• [Excerpts from a point-labeling dataset]:
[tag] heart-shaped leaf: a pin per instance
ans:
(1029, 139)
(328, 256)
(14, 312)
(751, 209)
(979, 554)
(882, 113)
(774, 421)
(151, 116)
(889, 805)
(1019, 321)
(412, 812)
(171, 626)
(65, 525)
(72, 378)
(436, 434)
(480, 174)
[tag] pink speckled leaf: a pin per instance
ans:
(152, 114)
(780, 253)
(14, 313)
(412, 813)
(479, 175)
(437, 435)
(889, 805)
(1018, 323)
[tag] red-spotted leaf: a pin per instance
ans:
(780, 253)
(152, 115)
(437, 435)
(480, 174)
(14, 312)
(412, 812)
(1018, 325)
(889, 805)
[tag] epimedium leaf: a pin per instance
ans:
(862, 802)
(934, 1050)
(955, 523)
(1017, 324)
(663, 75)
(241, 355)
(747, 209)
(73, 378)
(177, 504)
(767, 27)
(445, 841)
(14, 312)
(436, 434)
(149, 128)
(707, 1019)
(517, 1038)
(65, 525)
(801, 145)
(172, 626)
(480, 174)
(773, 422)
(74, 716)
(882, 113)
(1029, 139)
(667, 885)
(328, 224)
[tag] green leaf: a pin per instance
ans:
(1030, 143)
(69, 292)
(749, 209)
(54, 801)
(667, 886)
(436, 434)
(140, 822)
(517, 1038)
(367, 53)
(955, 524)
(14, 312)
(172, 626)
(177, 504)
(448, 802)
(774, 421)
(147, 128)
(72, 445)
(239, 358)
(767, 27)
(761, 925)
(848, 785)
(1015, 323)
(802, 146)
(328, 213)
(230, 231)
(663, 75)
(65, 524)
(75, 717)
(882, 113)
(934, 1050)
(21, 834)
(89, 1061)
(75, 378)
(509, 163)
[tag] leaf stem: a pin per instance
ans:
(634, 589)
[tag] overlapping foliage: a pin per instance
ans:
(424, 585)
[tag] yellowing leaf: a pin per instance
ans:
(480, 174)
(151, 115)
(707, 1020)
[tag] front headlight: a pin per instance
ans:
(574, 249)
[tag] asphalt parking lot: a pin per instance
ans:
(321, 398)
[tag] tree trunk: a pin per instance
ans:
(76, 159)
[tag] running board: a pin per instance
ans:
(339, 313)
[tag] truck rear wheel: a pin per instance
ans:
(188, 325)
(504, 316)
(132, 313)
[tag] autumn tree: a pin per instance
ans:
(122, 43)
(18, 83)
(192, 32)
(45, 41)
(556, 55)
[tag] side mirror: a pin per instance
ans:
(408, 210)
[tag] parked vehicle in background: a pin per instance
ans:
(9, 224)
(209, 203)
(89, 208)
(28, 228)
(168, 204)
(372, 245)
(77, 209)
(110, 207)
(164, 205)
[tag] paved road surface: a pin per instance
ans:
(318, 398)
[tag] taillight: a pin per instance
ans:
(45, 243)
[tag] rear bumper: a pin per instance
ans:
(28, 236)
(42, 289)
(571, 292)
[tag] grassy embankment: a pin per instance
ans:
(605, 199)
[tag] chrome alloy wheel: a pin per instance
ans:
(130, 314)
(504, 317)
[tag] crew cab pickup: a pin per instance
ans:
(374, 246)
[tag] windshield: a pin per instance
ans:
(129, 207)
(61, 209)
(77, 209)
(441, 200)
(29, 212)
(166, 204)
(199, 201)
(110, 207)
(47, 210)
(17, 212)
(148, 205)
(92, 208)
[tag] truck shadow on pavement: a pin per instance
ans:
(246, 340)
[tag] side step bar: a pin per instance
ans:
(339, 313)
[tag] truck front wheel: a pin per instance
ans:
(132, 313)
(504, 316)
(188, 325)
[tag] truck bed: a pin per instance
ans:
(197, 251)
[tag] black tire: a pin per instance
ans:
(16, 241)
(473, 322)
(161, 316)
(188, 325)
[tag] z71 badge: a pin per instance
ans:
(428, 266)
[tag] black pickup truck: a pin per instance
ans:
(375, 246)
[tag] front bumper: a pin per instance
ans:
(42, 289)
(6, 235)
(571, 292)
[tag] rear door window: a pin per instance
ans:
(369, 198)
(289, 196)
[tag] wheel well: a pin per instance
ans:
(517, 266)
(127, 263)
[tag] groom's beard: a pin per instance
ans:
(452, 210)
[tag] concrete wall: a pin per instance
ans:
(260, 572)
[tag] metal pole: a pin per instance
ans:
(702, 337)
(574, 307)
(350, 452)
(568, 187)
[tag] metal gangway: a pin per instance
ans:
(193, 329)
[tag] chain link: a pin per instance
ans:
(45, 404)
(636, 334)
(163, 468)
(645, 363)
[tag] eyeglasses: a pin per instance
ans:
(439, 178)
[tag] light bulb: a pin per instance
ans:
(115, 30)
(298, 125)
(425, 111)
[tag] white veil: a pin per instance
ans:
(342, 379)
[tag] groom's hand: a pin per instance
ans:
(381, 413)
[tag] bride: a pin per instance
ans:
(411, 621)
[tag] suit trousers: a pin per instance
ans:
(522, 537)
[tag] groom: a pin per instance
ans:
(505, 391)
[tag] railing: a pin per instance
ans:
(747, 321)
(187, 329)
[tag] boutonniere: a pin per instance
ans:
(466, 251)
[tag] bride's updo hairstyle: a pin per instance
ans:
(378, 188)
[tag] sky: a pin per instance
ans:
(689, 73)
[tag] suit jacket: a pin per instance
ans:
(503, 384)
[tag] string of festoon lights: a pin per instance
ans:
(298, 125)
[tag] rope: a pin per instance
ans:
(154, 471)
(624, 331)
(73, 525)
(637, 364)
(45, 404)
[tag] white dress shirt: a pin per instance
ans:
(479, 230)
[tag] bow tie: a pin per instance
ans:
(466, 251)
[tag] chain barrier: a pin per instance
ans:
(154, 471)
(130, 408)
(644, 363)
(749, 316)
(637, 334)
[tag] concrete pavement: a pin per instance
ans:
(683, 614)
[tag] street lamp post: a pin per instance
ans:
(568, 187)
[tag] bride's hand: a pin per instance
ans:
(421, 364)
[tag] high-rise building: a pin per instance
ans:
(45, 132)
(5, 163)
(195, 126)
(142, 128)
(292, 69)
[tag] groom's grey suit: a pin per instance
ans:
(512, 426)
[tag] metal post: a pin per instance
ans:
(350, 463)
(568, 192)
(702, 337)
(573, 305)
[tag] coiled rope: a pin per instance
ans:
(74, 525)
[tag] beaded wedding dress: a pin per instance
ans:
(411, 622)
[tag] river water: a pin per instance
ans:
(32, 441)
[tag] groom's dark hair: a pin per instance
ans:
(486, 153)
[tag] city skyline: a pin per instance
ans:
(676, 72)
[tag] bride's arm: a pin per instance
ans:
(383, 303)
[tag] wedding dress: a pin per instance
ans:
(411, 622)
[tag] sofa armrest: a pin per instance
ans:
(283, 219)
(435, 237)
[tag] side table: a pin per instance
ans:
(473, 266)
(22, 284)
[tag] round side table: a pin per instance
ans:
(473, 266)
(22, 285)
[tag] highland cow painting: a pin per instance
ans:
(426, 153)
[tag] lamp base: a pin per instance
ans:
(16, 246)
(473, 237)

• [PROBLEM TO SOLVE]: Reproduce all of the items above, line for line, with no changes.

• [WRITTEN REPLY]:
[tag] heart-shaped leaf: a pin per instance
ans:
(1029, 139)
(328, 256)
(14, 312)
(751, 209)
(979, 554)
(882, 113)
(774, 421)
(151, 116)
(889, 805)
(1019, 321)
(412, 812)
(171, 626)
(65, 525)
(72, 378)
(436, 434)
(480, 174)
[tag] pink speckled leaf: a pin per instance
ans:
(152, 114)
(780, 253)
(14, 313)
(412, 813)
(479, 175)
(437, 435)
(889, 805)
(1018, 323)
[tag] red-spotted leaf: a pin per instance
ans:
(780, 253)
(152, 115)
(437, 435)
(480, 174)
(14, 312)
(412, 812)
(1018, 325)
(889, 805)
[tag] epimedium leaf: a pin per instance
ans:
(862, 802)
(934, 1050)
(955, 523)
(1017, 324)
(663, 75)
(241, 355)
(747, 209)
(73, 378)
(177, 504)
(767, 27)
(445, 841)
(14, 312)
(436, 434)
(149, 128)
(707, 1019)
(517, 1038)
(65, 525)
(801, 145)
(172, 626)
(480, 174)
(773, 422)
(74, 716)
(882, 113)
(1029, 139)
(667, 885)
(328, 224)
[tag] green leaf: a pin per instance
ans:
(1030, 143)
(69, 292)
(749, 209)
(54, 801)
(667, 886)
(436, 434)
(140, 822)
(517, 1038)
(367, 53)
(955, 524)
(14, 312)
(172, 626)
(177, 504)
(448, 802)
(774, 421)
(147, 128)
(72, 445)
(239, 358)
(767, 27)
(761, 925)
(848, 785)
(1015, 323)
(802, 146)
(328, 213)
(230, 231)
(663, 75)
(65, 524)
(75, 717)
(882, 113)
(934, 1050)
(21, 834)
(89, 1061)
(75, 378)
(509, 163)
[tag] leaf stem: a pin per instance
ans:
(634, 589)
[tag] overlapping foliage: a pin per instance
ans:
(424, 585)
[tag] yellowing leaf: a pin per instance
ans:
(480, 174)
(151, 115)
(707, 1020)
[tag] front headlight: a pin per instance
ans:
(574, 249)
[tag] asphalt parking lot: a pin per instance
ans:
(321, 398)
[tag] tree trunk: a pin per instance
ans:
(76, 159)
[tag] running board: a pin per instance
ans:
(339, 313)
[tag] truck rear wheel: a pin per instance
ans:
(188, 325)
(504, 316)
(132, 313)
[tag] autumn tree: a pin per instance
ans:
(122, 43)
(18, 83)
(192, 32)
(45, 41)
(556, 55)
[tag] side mirror: a pin per instance
ans:
(408, 210)
[tag] parked vehicle in background: a pin per instance
ans:
(9, 224)
(209, 203)
(89, 208)
(28, 228)
(168, 204)
(372, 245)
(77, 209)
(110, 207)
(164, 205)
[tag] paved road surface: a pin per instance
ans:
(318, 398)
[tag] taillight: a pin per instance
ans:
(45, 243)
[tag] rear bumper: a pin per instance
ans:
(28, 236)
(42, 289)
(571, 292)
[tag] grassy embankment: a pin per instance
ans:
(605, 199)
[tag] chrome alloy wheel: a pin per instance
ans:
(130, 314)
(504, 317)
[tag] crew cab pickup: a pin per instance
ans:
(374, 246)
[tag] windshield: a pin per instance
ans:
(129, 207)
(61, 209)
(77, 209)
(441, 200)
(29, 212)
(166, 204)
(199, 201)
(110, 207)
(47, 210)
(17, 212)
(148, 205)
(92, 208)
[tag] truck shadow on pavement: a pin per instance
ans:
(246, 340)
[tag] side step bar: a pin per instance
ans:
(339, 313)
[tag] truck front wheel: a pin per instance
ans:
(132, 313)
(504, 316)
(188, 325)
[tag] truck bed: a pin per instance
ans:
(197, 251)
[tag] black tire: a pin per instance
ans:
(16, 241)
(473, 322)
(161, 316)
(188, 325)
[tag] z71 badge: a pin per instance
ans:
(428, 266)
[tag] black pickup truck: a pin per instance
ans:
(375, 246)
[tag] front bumper: a pin per instance
ans:
(42, 289)
(6, 235)
(571, 292)
[tag] rear door window: a pin per instance
ans:
(369, 198)
(289, 196)
[tag] wheel well: a pin per instance
ans:
(517, 266)
(127, 263)
[tag] groom's beard: a pin per instance
ans:
(452, 210)
[tag] concrete wall: a pin per instance
ans:
(260, 572)
[tag] metal pole: a pin per instance
ans:
(702, 337)
(574, 307)
(350, 452)
(568, 187)
[tag] metal gangway: a pin per instance
ans:
(193, 329)
[tag] chain link: a pin per instance
ans:
(45, 404)
(636, 334)
(163, 468)
(645, 363)
[tag] eyeglasses: a pin per instance
ans:
(439, 178)
[tag] light bulb: a pin per instance
ans:
(115, 30)
(298, 125)
(425, 111)
[tag] white veil: a pin per instance
ans:
(342, 379)
[tag] groom's hand: a pin per instance
ans:
(381, 413)
[tag] bride: a pin per instance
ans:
(411, 621)
[tag] suit trousers: a pin per instance
ans:
(522, 537)
[tag] groom: a pin per instance
ans:
(505, 391)
[tag] railing: a pin per instance
ans:
(747, 321)
(187, 329)
[tag] boutonniere: a pin per instance
ans:
(466, 251)
[tag] bride's updo hairstyle: a pin per instance
ans:
(378, 188)
[tag] sky: a pin per instance
ans:
(689, 73)
[tag] suit jacket: a pin per instance
ans:
(503, 384)
[tag] string of festoon lights: a pin per instance
ans:
(298, 125)
[tag] rope: a pin per instance
ans:
(154, 471)
(624, 331)
(73, 525)
(637, 364)
(45, 404)
[tag] white dress shirt: a pin per instance
ans:
(479, 230)
[tag] bow tie: a pin per instance
ans:
(466, 251)
[tag] chain barrier: a pin per instance
ans:
(154, 471)
(130, 408)
(644, 363)
(749, 316)
(637, 334)
[tag] concrete pavement: a pin per instance
ans:
(683, 614)
[tag] street lamp post: a pin per instance
ans:
(568, 187)
[tag] bride's hand: a pin per instance
ans:
(421, 364)
[tag] high-rise building: a pin per instance
ans:
(45, 132)
(5, 163)
(195, 126)
(142, 128)
(292, 69)
[tag] groom's grey suit: a pin per instance
ans:
(512, 426)
[tag] metal post: a pin per instance
ans:
(350, 463)
(568, 192)
(702, 337)
(573, 305)
[tag] coiled rope: a pin per instance
ans:
(74, 525)
[tag] beaded wedding dress: a pin per instance
ans:
(411, 622)
[tag] river water: a pin per instance
ans:
(32, 441)
[tag] groom's dark hair: a pin per instance
ans:
(486, 153)
[tag] city skyline: a pin per instance
ans:
(676, 72)
[tag] bride's arm: a pin per instance
ans:
(383, 303)
[tag] wedding dress: a pin per instance
ans:
(411, 622)
[tag] sofa armrest: a pin per instance
ans:
(283, 219)
(435, 237)
[tag] side table: a pin per instance
ans:
(473, 266)
(22, 284)
[tag] round side table: a pin per instance
ans:
(473, 266)
(22, 285)
[tag] highland cow painting: a pin per instance
ans:
(426, 153)
[tag] lamp base: a pin per instance
ans:
(16, 246)
(473, 237)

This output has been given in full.